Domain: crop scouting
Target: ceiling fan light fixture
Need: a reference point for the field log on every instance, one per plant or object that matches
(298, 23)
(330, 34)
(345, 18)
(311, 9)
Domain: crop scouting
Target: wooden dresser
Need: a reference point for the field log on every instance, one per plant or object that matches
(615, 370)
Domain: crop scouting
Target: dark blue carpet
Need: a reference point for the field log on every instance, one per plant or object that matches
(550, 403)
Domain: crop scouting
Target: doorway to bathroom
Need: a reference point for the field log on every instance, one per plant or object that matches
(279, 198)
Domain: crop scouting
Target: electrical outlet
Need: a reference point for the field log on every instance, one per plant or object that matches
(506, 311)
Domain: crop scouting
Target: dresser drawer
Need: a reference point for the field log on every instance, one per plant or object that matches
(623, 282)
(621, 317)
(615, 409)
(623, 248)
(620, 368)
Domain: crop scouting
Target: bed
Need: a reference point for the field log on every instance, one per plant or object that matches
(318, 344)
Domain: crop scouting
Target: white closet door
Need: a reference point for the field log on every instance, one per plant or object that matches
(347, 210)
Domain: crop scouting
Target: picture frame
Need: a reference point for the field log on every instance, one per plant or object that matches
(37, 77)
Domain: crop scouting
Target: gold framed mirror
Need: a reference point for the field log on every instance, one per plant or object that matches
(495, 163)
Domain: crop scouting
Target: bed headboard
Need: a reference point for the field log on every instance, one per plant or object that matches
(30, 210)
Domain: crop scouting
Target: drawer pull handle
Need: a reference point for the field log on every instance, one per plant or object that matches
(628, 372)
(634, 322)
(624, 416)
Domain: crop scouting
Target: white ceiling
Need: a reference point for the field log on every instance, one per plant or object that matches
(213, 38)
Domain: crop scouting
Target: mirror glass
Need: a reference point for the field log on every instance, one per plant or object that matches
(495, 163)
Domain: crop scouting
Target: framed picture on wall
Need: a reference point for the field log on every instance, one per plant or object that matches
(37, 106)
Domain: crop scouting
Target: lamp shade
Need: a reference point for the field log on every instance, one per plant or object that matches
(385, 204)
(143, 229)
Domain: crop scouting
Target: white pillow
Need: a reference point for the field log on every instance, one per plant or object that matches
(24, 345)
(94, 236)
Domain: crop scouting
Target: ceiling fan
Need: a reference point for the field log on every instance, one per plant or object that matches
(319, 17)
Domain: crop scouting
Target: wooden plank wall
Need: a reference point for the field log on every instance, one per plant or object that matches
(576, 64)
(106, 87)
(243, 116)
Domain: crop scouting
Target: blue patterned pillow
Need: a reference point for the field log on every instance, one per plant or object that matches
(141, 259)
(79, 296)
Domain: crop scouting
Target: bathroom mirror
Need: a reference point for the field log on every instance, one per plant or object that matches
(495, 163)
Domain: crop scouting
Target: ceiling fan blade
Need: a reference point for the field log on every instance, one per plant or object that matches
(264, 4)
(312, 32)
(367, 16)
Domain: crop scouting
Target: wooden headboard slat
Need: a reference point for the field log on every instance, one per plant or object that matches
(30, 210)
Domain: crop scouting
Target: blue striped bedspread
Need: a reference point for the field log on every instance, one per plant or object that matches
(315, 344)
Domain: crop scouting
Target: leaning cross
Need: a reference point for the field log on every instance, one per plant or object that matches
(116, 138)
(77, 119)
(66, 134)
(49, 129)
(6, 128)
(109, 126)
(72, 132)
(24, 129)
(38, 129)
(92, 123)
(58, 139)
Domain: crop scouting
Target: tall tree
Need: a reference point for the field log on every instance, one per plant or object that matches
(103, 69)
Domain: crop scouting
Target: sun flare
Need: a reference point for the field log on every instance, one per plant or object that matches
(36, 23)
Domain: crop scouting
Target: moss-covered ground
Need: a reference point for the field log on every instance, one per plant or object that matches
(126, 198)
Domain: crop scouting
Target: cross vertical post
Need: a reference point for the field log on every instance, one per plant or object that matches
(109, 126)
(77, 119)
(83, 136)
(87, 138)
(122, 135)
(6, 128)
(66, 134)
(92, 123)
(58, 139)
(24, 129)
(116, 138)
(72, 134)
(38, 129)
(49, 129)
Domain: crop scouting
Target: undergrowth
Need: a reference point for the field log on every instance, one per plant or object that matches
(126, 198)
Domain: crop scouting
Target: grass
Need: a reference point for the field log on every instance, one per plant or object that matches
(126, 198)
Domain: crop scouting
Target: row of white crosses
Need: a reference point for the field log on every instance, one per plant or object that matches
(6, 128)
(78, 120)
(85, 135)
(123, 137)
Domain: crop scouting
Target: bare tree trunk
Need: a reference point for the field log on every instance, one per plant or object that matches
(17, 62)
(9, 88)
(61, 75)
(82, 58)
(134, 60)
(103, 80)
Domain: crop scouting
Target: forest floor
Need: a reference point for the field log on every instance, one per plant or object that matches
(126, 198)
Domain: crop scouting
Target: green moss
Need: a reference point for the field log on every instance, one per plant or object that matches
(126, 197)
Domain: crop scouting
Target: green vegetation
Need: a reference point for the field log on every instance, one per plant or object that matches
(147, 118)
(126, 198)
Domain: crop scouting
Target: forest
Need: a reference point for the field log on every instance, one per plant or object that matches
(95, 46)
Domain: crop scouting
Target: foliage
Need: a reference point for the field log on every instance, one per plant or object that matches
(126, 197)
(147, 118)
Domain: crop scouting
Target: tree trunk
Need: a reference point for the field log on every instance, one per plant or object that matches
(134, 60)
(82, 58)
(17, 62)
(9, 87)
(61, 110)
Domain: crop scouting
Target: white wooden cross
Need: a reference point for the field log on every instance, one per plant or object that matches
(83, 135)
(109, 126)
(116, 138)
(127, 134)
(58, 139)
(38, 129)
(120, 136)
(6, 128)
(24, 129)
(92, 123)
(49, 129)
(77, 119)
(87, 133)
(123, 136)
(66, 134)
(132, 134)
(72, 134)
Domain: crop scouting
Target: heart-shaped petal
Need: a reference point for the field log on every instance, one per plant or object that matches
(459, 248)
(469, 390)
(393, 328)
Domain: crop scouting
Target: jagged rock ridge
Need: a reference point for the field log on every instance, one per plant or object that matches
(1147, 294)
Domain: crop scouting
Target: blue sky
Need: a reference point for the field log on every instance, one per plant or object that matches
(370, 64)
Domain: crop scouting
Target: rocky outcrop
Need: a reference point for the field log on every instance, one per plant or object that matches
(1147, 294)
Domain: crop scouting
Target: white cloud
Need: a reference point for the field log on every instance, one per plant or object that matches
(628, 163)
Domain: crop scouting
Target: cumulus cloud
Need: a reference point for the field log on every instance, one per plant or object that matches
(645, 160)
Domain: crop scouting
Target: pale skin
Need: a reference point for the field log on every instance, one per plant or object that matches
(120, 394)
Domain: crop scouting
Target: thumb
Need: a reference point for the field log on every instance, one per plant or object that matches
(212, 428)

========================

Your answer should be every line from the material above in which the word "wooden" appears.

Written answer:
Target: wooden dresser
Target: wooden plank wall
Target: wooden headboard slat
Target: white wooden cross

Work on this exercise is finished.